● Text:
-- -- --

Wildlife Warriors
- Formation: 2002; 24 years ago
- Founders: Steve Irwin; Terri Irwin;
- Type: International NGO
- Headquarters: Beerwah, Queensland, Australia
- Region served: Worldwide
- Chair: Terri Irwin
- Parent organization: Australia Zoo
- Website: wildlifewarriors.org.au

= Wildlife Warriors =

Non-profit environmental organisation

Wildlife Warriors, originally called the Steve Irwin Conservation Foundation, is an international non-profit organisation that aims to involve and educate the public in the protection of injured, threatened or endangered wildlife. Founded in 2002 by Steve and Terri Irwin, its mission statement is "to be the most effective wildlife conservation organisation in the world through the delivery of outstanding outcome-based projects and programs, inclusive of humanity."

== History ==
In 1991, conservationist Steve Irwin took over the management of Australia Zoo from his parents, who founded the zoo in 1970. He volunteered for the Queensland Government's East Coast Crocodile Management program beforehand, capturing over 100 crocodiles and relocating some of them at the family zoo. He also helped to establish the International Crocodile Rescue, a unit within the zoo that rescued saltwater crocodiles that were threatened by human interference.

After Steve married American naturalist Terri Raines in her home state of Oregon in June 1992, they received a telephone call concerning an abnormal crocodile in Far North Queensland. Television producer John Stainton, a close friend of the Irwins, convinced them to let a film crew film their work. They flew to the region to capture the reptile, but learned that it had been shot and killed by poachers upon arrival. The Irwins were "devastated," but successfully tracked down the crocodile's mate. Footage from the Irwins' impromptu honeymoon was later aired in Australia as a wildlife documentary television series titled The Crocodile Hunter (1996–2004). It spawned a media franchise that was broadcast in over 130 countries and reached 500 million people worldwide.

The Irwins established the Steve Irwin Conservation Foundation in 2002 to use the earnings they made from The Crocodile Hunter and other prominent appearances to fund international wildlife conservation initiatives. Australia Zoo serves as its major sponsor, covering all of the administrative costs and providing essential support when necessary. The zoo also provided office spaces, consulting staff for various projects, and the opportunity to promote the organisation's work to visitors and patrons for fundraising purposes. After its founding, the organisation was renamed to Wildlife Warriors; a term created by Steve to describe his work and philosophy. Its logo features a human footprint surrounded by the pugmarks of five endangered species: the cassowary, the saltwater crocodile, the Asian elephant, the Ethiopian wolf and the Bornean orangutan.

-- -- --

● Work to complete:
1. According to the Wildlife Warriors article, why did the Irwins set up the Steve Irwin Conservation Foundation in 2002? Answer in one to three sentences.
2. In the Wildlife Warriors article, who talked the Irwins into letting a film crew record their work?
3. Continue the Wildlife Warriors article from the last sentence shown.

-- -- --

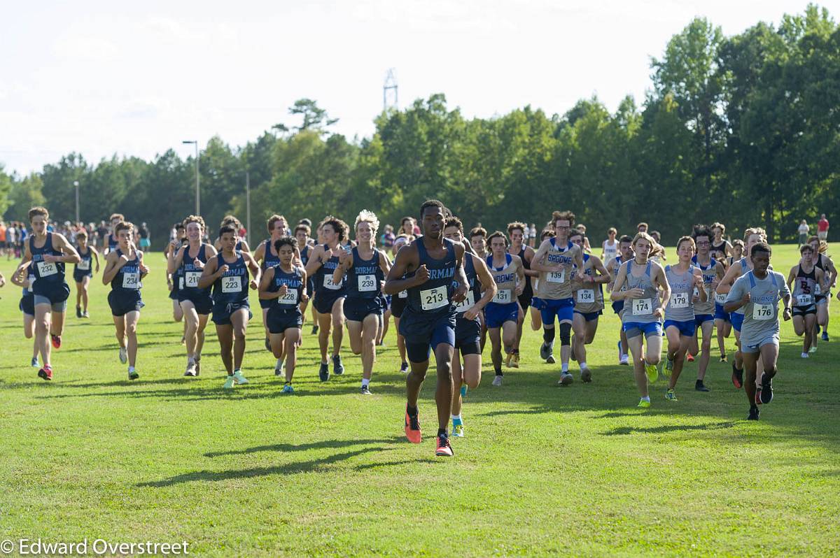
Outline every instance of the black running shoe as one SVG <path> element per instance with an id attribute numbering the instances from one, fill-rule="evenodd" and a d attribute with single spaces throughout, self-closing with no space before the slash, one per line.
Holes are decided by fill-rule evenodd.
<path id="1" fill-rule="evenodd" d="M 764 374 L 761 377 L 761 391 L 759 392 L 761 395 L 761 402 L 767 404 L 773 400 L 773 378 L 768 378 L 767 374 Z"/>
<path id="2" fill-rule="evenodd" d="M 322 382 L 326 382 L 329 379 L 329 365 L 326 362 L 321 362 L 321 369 L 318 371 L 318 377 L 321 378 Z"/>
<path id="3" fill-rule="evenodd" d="M 735 361 L 732 360 L 732 385 L 736 389 L 743 387 L 743 368 L 738 370 L 735 368 Z"/>

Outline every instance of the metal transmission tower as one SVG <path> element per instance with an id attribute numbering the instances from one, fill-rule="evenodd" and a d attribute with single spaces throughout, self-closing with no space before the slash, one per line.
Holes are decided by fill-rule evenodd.
<path id="1" fill-rule="evenodd" d="M 398 108 L 397 102 L 396 76 L 394 75 L 394 69 L 389 68 L 385 76 L 385 84 L 382 86 L 382 110 Z"/>

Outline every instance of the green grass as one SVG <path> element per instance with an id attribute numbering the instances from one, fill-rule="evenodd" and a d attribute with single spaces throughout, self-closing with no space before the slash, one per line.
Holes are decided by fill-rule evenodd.
<path id="1" fill-rule="evenodd" d="M 795 247 L 778 247 L 775 268 L 786 274 L 795 257 Z M 290 397 L 256 316 L 244 363 L 251 383 L 223 393 L 212 326 L 201 377 L 181 377 L 162 258 L 148 261 L 134 383 L 98 279 L 92 319 L 68 314 L 51 383 L 29 366 L 18 289 L 0 290 L 0 539 L 186 540 L 191 554 L 213 555 L 837 552 L 836 300 L 837 341 L 808 361 L 783 324 L 776 399 L 758 423 L 744 420 L 746 398 L 716 349 L 711 393 L 693 390 L 690 363 L 680 401 L 666 402 L 660 382 L 643 412 L 630 369 L 617 365 L 611 310 L 590 348 L 591 384 L 573 363 L 577 381 L 558 388 L 559 365 L 538 360 L 541 336 L 528 331 L 522 368 L 501 389 L 490 385 L 488 347 L 482 385 L 465 400 L 467 437 L 442 459 L 431 437 L 433 373 L 420 402 L 426 440 L 404 440 L 393 328 L 375 394 L 363 398 L 349 350 L 347 373 L 318 381 L 317 340 L 305 326 Z M 7 278 L 13 267 L 0 262 Z"/>

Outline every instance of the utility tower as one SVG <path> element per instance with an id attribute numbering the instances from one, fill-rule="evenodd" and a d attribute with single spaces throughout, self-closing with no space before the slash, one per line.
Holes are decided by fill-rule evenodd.
<path id="1" fill-rule="evenodd" d="M 397 104 L 396 76 L 394 75 L 394 69 L 389 68 L 385 76 L 385 84 L 382 86 L 382 110 L 398 108 Z"/>

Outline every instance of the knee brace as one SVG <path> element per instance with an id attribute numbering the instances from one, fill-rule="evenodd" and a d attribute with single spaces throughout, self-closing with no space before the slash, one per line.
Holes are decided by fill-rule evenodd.
<path id="1" fill-rule="evenodd" d="M 565 347 L 570 345 L 571 336 L 570 335 L 572 331 L 571 324 L 560 324 L 560 346 Z"/>

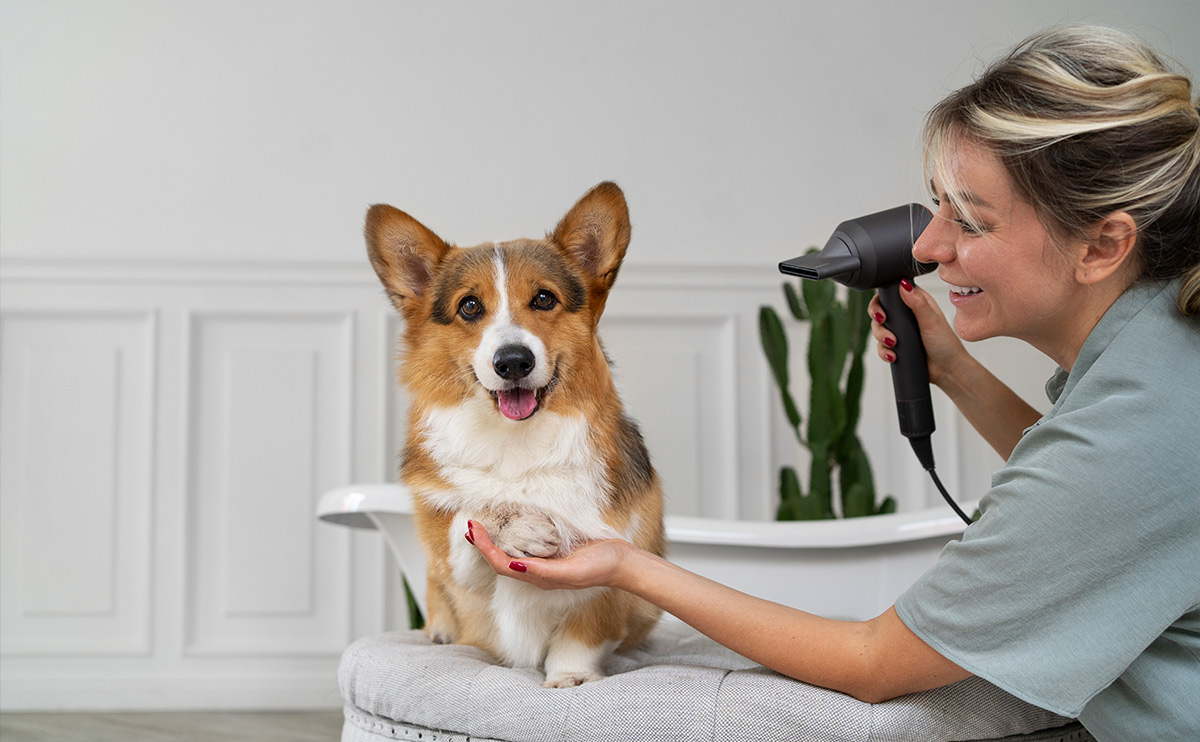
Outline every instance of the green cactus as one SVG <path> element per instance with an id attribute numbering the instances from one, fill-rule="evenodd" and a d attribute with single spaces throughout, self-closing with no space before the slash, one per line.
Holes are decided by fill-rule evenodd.
<path id="1" fill-rule="evenodd" d="M 758 334 L 772 376 L 779 387 L 787 421 L 796 439 L 812 455 L 809 491 L 804 492 L 796 469 L 785 466 L 779 477 L 778 520 L 835 517 L 834 478 L 845 517 L 895 511 L 895 499 L 875 502 L 871 465 L 856 435 L 863 400 L 863 353 L 870 331 L 866 303 L 870 293 L 850 291 L 846 303 L 838 299 L 829 281 L 803 281 L 800 293 L 784 285 L 787 306 L 796 319 L 810 323 L 808 367 L 810 378 L 808 429 L 790 388 L 787 335 L 774 309 L 758 311 Z M 850 361 L 850 370 L 846 364 Z"/>

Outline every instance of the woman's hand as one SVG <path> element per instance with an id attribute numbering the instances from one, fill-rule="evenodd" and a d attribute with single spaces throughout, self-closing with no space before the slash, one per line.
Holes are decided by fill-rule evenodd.
<path id="1" fill-rule="evenodd" d="M 622 566 L 637 551 L 618 539 L 588 541 L 565 557 L 514 560 L 492 543 L 478 522 L 467 522 L 467 540 L 479 549 L 496 574 L 529 582 L 541 590 L 582 590 L 584 587 L 622 587 Z"/>
<path id="2" fill-rule="evenodd" d="M 961 364 L 964 358 L 967 358 L 966 348 L 959 336 L 954 334 L 946 315 L 942 313 L 942 309 L 937 306 L 937 301 L 929 292 L 911 281 L 901 281 L 900 300 L 917 317 L 920 340 L 925 345 L 925 357 L 929 360 L 929 381 L 943 387 L 955 366 Z M 883 305 L 880 304 L 878 294 L 871 298 L 868 311 L 871 315 L 871 335 L 878 343 L 880 358 L 886 363 L 893 363 L 896 359 L 893 352 L 896 336 L 883 327 L 883 323 L 887 322 L 887 313 L 883 311 Z"/>

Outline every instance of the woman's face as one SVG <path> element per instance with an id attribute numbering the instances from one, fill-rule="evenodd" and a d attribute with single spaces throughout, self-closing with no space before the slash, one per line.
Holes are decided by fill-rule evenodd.
<path id="1" fill-rule="evenodd" d="M 995 155 L 962 142 L 944 164 L 954 191 L 935 178 L 934 221 L 912 252 L 938 263 L 952 286 L 955 333 L 972 341 L 1018 337 L 1056 357 L 1079 289 L 1069 250 L 1052 243 Z"/>

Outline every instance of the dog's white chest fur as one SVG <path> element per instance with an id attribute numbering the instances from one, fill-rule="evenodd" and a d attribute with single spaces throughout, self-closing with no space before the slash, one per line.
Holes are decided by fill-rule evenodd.
<path id="1" fill-rule="evenodd" d="M 450 484 L 430 493 L 434 507 L 479 513 L 514 503 L 570 523 L 576 537 L 618 535 L 600 519 L 607 497 L 604 465 L 582 417 L 541 411 L 517 423 L 479 395 L 430 411 L 421 437 Z"/>

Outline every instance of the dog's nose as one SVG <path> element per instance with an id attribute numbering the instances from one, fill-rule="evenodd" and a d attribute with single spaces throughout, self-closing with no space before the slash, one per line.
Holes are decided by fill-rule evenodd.
<path id="1" fill-rule="evenodd" d="M 533 351 L 524 346 L 504 346 L 492 357 L 492 369 L 505 381 L 529 376 L 534 366 Z"/>

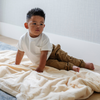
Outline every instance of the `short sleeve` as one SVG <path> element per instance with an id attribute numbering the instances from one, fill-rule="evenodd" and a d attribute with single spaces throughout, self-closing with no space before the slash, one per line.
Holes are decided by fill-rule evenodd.
<path id="1" fill-rule="evenodd" d="M 42 41 L 42 46 L 41 46 L 41 51 L 52 51 L 52 44 L 50 43 L 49 38 L 44 35 L 43 41 Z"/>

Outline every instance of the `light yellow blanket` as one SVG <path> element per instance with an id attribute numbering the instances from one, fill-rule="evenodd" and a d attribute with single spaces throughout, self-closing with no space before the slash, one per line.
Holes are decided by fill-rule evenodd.
<path id="1" fill-rule="evenodd" d="M 0 51 L 0 89 L 17 100 L 75 100 L 100 92 L 100 74 L 80 69 L 80 72 L 57 70 L 46 66 L 43 73 L 34 71 L 24 56 L 21 65 L 12 65 L 16 51 Z"/>

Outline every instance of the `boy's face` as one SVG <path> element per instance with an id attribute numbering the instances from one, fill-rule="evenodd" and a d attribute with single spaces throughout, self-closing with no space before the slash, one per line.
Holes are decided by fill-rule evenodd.
<path id="1" fill-rule="evenodd" d="M 31 37 L 38 37 L 45 27 L 44 18 L 38 15 L 32 16 L 24 25 L 25 28 L 29 29 Z"/>

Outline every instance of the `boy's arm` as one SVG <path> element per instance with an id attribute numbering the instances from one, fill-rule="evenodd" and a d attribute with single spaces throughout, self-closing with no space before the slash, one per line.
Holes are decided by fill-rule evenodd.
<path id="1" fill-rule="evenodd" d="M 48 51 L 41 51 L 40 64 L 36 68 L 37 72 L 43 72 L 45 64 L 46 64 L 47 54 L 48 54 Z"/>
<path id="2" fill-rule="evenodd" d="M 16 54 L 16 60 L 15 60 L 15 64 L 16 64 L 16 65 L 19 65 L 19 64 L 20 64 L 20 62 L 21 62 L 23 56 L 24 56 L 24 52 L 18 50 L 18 51 L 17 51 L 17 54 Z"/>

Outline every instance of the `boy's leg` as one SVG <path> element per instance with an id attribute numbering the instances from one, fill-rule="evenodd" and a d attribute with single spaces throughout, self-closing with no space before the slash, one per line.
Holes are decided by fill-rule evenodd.
<path id="1" fill-rule="evenodd" d="M 59 70 L 72 70 L 72 66 L 73 64 L 70 62 L 60 62 L 58 60 L 55 59 L 49 59 L 46 61 L 46 65 L 50 66 L 50 67 L 54 67 L 57 68 Z"/>

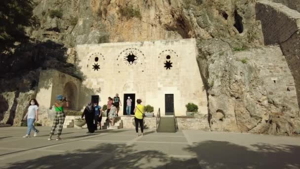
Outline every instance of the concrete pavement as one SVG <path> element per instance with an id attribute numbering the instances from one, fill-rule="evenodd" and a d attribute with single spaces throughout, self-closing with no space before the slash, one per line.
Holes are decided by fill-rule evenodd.
<path id="1" fill-rule="evenodd" d="M 38 128 L 38 136 L 23 138 L 26 127 L 0 128 L 0 168 L 300 169 L 300 137 L 71 128 L 48 141 L 50 127 Z"/>

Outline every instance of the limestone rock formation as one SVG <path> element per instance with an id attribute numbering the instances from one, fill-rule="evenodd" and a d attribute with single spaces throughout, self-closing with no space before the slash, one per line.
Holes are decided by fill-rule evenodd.
<path id="1" fill-rule="evenodd" d="M 31 42 L 0 53 L 5 123 L 19 125 L 40 69 L 84 78 L 76 44 L 193 38 L 211 130 L 290 135 L 300 127 L 299 0 L 35 2 Z"/>
<path id="2" fill-rule="evenodd" d="M 292 135 L 300 127 L 299 109 L 280 48 L 232 51 L 229 44 L 221 40 L 198 44 L 211 130 Z"/>

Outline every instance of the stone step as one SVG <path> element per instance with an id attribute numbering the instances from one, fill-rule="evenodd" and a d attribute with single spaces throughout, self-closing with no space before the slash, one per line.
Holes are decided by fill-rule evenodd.
<path id="1" fill-rule="evenodd" d="M 64 125 L 63 126 L 63 128 L 71 128 L 74 127 L 74 121 L 68 120 L 65 121 L 64 122 Z"/>
<path id="2" fill-rule="evenodd" d="M 106 121 L 103 124 L 103 125 L 102 126 L 102 128 L 110 129 L 123 128 L 123 121 L 120 120 L 117 120 L 117 122 L 114 123 L 114 126 L 111 126 L 110 125 L 110 123 L 108 122 L 108 121 Z"/>
<path id="3" fill-rule="evenodd" d="M 175 121 L 174 117 L 161 117 L 157 129 L 158 132 L 176 132 Z"/>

-- -- --

● Activity answers:
1. They wanted to put the money they earned from The Crocodile Hunter and other well-known appearances toward paying for wildlife conservation projects around the world.

2. Television producer John Stainton, a close friend of the Irwins.

3.
On 4 September 2006, Steve was killed by a stingray injury while filming an underwater documentary. Over 30,000 international mourners offered donations to Wildlife Warriors. Michael Hornby, its executive manager at the time, reported that donations exceeded A$2 million – enough to fund its animal hospital and international programs for six to nine months. Steve's public memorial service was made into a DVD, which was released across Australia on 14 October; all proceeds went towards Wildlife Warriors. $1 from every sale of singer-songwriter John Williamson's compilation album of the same was donated to the organisation. The Irwins' daughter, Bindi, committed 10 percent of the wages she earned from her television program Bindi the Jungle Girl (2007–2008) to Wildlife Warriors.

== Objectives ==
- To protect and enhance the natural environment
- To provide information and education to the public and raise awareness of wildlife issues
- To undertake biological research
- To research, recommend and act in the protection of threatened or endangered species
- To enter into cooperative arrangements with like-minded organizations

== Projects ==
- The Australian Wildlife Hospital & Wildlife Rescue Unit, Australia
- Elephant conservation, Asia
- Tiger conservation, Sumatra
- Rhino conservation, South Africa
- Cheetah conservation, South Africa
- Grey nurse shark research & conservation, Australia
- Whale research, United States
- Community Education (international)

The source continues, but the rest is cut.